* _The request_:
Change "rock" to "stone" in everything from the line containing "the small shrub" down to the end of the records, and write those lines out again with nothing else altered.

::::::::::

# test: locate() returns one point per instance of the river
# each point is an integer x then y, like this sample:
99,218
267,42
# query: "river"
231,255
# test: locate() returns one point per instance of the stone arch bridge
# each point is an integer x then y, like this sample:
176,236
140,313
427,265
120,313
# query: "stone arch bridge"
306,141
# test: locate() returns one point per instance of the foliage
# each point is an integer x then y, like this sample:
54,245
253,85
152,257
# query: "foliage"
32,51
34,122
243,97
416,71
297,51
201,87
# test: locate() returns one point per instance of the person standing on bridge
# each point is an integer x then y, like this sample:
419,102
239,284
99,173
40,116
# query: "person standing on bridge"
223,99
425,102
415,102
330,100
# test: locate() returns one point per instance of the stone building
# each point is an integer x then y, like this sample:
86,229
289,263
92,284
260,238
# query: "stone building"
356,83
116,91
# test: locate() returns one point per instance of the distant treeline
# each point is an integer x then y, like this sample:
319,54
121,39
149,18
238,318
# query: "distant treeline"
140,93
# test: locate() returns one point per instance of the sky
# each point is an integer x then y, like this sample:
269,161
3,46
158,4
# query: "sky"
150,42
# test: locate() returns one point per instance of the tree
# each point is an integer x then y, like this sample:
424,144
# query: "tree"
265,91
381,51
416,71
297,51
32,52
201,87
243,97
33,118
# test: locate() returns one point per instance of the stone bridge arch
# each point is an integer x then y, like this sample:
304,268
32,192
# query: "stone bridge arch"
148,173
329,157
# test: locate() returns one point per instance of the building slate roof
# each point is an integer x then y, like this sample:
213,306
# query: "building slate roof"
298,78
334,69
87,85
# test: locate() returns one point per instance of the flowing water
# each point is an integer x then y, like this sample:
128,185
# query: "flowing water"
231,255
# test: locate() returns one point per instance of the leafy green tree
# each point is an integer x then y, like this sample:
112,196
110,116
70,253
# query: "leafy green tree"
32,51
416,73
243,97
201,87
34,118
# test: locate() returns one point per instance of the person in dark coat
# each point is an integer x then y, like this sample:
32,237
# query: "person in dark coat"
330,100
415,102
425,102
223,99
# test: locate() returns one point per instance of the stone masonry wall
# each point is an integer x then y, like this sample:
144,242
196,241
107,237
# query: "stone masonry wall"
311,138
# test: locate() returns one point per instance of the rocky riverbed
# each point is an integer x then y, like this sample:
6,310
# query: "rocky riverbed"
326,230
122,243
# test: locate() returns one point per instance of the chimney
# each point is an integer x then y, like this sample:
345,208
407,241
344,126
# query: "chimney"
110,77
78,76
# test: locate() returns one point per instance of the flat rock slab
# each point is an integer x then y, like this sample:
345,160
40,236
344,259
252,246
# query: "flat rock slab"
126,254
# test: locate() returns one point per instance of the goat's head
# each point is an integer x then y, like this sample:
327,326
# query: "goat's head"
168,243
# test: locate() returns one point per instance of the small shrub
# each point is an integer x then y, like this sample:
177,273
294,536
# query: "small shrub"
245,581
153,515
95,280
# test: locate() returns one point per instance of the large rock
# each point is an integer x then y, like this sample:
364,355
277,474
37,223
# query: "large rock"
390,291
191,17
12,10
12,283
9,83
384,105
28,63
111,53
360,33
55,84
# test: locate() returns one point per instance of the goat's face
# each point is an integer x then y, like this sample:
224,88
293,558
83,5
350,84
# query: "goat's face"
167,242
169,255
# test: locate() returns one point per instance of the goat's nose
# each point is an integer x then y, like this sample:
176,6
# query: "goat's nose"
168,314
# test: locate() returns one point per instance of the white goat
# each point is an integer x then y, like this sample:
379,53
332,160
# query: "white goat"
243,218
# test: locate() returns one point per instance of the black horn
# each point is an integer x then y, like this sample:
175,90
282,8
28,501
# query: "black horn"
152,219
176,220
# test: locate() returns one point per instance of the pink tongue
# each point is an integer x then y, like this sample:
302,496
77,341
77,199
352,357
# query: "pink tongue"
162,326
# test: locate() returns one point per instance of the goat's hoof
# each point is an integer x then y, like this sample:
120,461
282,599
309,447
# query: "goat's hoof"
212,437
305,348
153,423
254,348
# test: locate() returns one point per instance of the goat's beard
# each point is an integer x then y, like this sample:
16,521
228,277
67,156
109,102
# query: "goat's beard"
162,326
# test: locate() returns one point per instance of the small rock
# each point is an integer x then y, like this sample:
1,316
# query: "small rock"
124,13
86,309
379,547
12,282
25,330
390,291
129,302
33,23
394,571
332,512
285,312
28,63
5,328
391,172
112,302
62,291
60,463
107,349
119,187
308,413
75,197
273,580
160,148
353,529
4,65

::::::::::

* _Response for this exercise_:
# test: locate() returns one point per instance of the small shrub
# each point is an integer x then y, like this sample:
177,273
294,536
# query: "small shrub"
245,581
153,515
95,280
# test: locate() returns one point per instance of the large stone
# each point is an integer x then y, like this sample:
364,355
277,474
37,223
# query: "large stone"
390,291
191,17
12,10
12,283
9,83
384,105
28,63
111,53
360,33
55,84
# test: locate() returns one point per instance of the goat's face
# each point is an integer x then y, like this sample:
224,88
293,558
83,5
350,84
# query: "goat's face"
167,242
169,255
# test: locate() returns one point per instance of the goat's nose
# each point is an integer x then y, like this sample:
176,6
# query: "goat's nose"
168,314
# test: locate() returns one point per instance of the white goat
# each point is an integer x then y, like this sample:
379,53
332,160
# query: "white goat"
243,218
# test: locate() returns one point per instance of the black horn
# each point is an integer x then y, like this sample:
175,90
282,8
28,501
# query: "black horn"
152,219
176,220
# test: locate() returns one point per instance of the pink tongue
# each point is an integer x then y, like this sample:
302,496
77,341
77,199
352,357
# query: "pink tongue"
162,326
# test: locate() returns one point per instance of the goat's hoof
# each point is an integer x then y, like this sample:
120,461
282,599
309,447
# query: "goat's hoof"
212,437
305,348
153,423
254,348
# test: locate() returns one point per instance of the goat's beard
# each point is an integer x then y, like this sample:
16,521
228,277
67,156
109,102
# query: "goat's beard"
162,326
# test: locate() returns one point per instance of the small stone
# each point is an integer x then y, like this sample:
1,316
# query: "small stone"
124,13
86,309
379,547
12,282
25,330
390,291
129,302
33,23
394,571
332,512
285,312
28,63
5,328
391,172
112,302
62,291
60,463
107,349
119,187
308,413
75,197
273,580
160,148
353,529
4,65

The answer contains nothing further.